[Task] Rescale the coordinates in the answers of the records, from the line containing "for the bare" through the end of the records, both ends included. Give only those lines again, requests included, with every coordinate in the answers multiplied by 2.5 and rounded to a whole number, halves rounded up.

[Record extracts]
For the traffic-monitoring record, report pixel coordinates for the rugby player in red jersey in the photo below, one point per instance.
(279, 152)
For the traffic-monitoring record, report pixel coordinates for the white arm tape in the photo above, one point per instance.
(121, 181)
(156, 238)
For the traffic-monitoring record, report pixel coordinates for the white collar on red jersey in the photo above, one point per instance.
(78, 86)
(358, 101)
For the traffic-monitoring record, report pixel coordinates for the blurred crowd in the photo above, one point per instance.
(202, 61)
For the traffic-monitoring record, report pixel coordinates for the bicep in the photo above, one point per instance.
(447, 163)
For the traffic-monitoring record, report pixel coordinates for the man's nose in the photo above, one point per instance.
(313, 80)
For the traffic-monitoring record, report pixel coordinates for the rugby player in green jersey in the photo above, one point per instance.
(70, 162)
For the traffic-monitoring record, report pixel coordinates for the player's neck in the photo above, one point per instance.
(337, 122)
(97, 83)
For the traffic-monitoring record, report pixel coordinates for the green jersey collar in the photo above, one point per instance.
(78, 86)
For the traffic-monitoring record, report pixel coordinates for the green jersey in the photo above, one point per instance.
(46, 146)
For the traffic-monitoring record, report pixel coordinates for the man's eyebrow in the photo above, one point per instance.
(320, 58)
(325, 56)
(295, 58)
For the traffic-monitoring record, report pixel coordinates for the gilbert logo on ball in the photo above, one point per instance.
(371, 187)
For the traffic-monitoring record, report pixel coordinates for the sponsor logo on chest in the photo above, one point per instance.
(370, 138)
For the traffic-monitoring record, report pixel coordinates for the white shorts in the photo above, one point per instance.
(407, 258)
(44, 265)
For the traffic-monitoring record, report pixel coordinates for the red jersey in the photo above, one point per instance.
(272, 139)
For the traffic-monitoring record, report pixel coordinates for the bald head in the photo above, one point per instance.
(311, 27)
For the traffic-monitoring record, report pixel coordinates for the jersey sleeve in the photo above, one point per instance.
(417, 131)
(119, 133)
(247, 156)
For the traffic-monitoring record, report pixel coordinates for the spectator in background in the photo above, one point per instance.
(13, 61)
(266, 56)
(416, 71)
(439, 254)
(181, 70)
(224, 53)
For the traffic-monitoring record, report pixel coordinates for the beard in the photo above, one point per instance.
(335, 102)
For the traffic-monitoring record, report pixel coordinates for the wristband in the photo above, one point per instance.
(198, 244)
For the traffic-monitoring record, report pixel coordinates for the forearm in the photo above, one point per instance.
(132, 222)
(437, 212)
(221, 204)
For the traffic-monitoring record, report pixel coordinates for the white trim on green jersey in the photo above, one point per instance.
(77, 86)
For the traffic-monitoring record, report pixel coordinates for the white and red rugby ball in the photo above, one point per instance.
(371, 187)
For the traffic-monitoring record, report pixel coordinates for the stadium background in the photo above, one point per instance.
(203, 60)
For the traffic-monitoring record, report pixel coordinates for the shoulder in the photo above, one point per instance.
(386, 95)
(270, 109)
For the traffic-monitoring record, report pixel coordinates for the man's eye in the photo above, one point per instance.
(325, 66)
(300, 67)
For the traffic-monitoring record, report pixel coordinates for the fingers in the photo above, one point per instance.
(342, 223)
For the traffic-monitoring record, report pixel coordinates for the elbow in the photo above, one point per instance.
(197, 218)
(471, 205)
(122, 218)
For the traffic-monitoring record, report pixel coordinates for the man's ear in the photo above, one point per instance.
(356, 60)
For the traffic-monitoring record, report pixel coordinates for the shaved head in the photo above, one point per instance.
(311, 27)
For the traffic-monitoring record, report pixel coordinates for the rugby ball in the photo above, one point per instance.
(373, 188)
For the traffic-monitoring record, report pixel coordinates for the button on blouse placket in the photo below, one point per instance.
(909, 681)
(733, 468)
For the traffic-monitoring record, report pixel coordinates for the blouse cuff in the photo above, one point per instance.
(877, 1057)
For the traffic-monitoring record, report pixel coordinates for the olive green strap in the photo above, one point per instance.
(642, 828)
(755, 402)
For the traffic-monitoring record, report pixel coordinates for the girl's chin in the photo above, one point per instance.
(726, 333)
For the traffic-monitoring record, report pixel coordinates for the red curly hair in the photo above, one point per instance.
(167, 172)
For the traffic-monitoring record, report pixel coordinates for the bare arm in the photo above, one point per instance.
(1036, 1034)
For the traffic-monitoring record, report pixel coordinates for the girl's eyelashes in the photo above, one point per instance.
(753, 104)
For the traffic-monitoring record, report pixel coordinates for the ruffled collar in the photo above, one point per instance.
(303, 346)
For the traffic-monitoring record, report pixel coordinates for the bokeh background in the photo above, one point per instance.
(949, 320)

[Result]
For the traffic-monitoring record, report pixel coordinates for the bare arm in the photo above, one point per instance.
(2590, 2585)
For the traffic-monitoring record, report pixel coordinates for the girl's eyelashes in the photo above, one point per instance.
(1883, 260)
For the traffic-monitoring record, report pixel coordinates for the ruffled collar in the photo above, one point per instance.
(758, 865)
For the traffic-monitoring record, report pixel coordinates for the bokeh background in the photo above, one point per instance.
(2373, 800)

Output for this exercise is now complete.